→ EXERCISE DETAILS:
List every line in the records below that contains the word "water".

— start of DATASET —

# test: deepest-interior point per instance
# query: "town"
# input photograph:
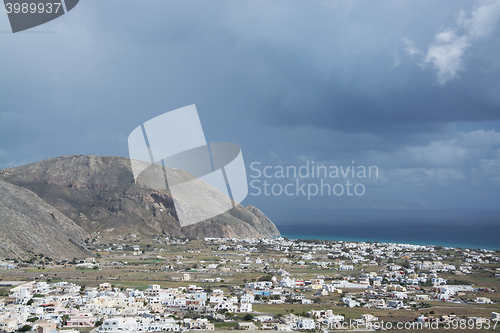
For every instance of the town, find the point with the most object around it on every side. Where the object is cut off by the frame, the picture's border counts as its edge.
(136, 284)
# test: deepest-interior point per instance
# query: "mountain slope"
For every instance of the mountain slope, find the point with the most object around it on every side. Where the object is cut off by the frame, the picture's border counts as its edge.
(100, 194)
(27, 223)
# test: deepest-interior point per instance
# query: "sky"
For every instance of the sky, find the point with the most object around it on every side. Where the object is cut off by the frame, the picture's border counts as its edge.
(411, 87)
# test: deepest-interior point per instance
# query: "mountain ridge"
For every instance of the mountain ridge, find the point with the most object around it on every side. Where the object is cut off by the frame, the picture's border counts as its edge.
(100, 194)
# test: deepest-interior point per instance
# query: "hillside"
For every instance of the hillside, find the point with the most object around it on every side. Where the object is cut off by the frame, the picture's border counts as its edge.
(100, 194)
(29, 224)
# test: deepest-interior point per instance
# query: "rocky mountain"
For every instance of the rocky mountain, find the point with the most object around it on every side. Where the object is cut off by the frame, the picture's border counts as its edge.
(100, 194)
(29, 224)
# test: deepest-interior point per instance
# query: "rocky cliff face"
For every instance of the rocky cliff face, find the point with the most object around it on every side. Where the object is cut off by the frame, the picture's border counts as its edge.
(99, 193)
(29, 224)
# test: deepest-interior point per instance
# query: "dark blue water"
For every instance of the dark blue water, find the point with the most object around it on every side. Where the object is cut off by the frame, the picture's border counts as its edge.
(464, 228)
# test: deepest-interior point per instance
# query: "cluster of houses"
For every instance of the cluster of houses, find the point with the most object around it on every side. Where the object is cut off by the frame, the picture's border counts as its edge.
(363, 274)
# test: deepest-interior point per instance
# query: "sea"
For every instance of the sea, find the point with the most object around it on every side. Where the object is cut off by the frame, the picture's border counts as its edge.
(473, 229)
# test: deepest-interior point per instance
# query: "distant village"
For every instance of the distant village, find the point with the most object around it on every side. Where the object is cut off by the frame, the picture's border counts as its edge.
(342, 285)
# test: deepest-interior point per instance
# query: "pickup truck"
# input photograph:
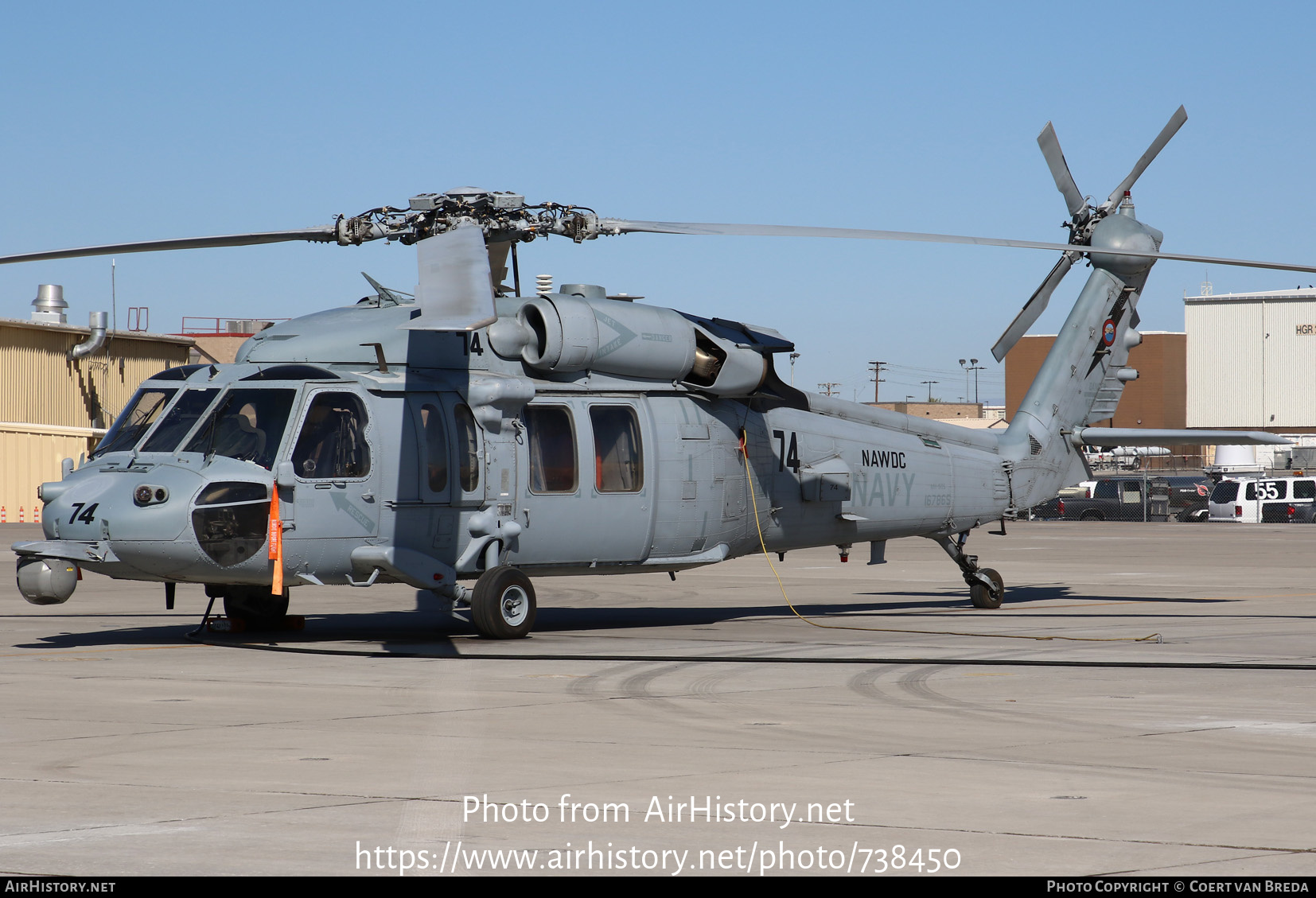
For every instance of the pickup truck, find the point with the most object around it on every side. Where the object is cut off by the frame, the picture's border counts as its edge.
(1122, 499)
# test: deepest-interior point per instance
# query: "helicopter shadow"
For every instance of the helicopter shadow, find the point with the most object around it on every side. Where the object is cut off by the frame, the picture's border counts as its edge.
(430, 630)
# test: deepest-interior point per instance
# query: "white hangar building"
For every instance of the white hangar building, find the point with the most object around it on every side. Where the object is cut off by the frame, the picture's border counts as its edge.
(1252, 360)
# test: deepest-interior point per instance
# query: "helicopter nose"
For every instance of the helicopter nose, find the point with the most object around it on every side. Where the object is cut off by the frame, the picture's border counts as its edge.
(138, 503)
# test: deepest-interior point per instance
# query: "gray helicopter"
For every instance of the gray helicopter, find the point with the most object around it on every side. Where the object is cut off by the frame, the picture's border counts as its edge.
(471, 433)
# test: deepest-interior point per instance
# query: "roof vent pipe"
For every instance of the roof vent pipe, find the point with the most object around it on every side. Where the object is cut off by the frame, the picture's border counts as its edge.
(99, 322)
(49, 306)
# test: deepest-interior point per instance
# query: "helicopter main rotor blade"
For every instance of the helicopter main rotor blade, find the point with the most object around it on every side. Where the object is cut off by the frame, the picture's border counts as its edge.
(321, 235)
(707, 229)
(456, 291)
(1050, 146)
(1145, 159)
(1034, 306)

— end of DATASET —
— start of DATASET —

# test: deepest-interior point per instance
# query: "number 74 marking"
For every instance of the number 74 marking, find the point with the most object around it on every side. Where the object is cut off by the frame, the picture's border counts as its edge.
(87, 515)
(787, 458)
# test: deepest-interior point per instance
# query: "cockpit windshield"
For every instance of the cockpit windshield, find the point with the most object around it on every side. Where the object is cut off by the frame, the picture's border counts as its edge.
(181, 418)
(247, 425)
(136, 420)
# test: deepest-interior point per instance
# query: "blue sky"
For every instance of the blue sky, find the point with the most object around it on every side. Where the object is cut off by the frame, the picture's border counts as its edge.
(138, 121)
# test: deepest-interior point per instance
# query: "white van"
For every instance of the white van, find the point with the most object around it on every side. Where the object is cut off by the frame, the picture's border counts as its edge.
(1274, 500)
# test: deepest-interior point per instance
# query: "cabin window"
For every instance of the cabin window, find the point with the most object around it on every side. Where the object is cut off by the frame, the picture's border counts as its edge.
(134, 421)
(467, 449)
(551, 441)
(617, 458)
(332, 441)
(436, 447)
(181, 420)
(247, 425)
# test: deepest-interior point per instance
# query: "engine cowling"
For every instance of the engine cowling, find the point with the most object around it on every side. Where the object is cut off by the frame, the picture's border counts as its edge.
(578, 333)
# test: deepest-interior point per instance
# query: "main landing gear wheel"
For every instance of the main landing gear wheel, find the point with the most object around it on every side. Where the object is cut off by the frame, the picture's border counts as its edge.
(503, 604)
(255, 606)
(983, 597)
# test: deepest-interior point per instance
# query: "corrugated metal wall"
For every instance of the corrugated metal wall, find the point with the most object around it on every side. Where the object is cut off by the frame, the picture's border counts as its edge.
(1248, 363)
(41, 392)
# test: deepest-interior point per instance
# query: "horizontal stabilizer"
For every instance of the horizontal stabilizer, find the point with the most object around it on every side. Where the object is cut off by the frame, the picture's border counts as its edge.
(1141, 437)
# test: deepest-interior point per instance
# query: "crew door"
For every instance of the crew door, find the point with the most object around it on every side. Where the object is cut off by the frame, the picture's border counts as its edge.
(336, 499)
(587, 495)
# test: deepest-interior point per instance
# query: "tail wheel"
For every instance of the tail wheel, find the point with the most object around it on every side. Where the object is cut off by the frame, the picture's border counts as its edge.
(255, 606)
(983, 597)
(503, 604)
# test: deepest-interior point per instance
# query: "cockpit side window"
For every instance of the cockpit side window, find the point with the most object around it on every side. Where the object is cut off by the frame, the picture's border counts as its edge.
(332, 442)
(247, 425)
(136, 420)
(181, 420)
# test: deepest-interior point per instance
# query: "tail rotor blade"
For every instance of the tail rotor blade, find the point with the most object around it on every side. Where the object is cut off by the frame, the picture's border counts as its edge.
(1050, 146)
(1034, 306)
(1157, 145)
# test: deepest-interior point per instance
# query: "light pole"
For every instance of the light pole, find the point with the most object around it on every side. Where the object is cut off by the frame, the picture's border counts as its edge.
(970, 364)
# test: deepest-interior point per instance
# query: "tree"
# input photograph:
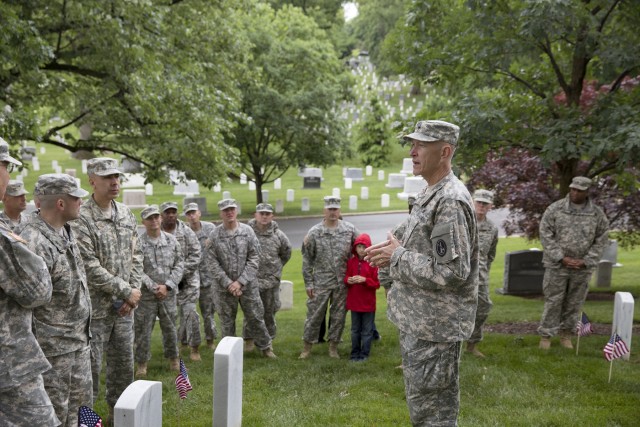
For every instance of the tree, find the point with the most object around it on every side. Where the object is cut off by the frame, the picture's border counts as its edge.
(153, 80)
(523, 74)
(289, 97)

— end of DATASET —

→ CORRECT ANSWER:
# query: "dark blue water"
For every instance of the dark blue water, find the point with the most object around it on every side. Where the object is cut off by the frame, the picture's border counts as its edge.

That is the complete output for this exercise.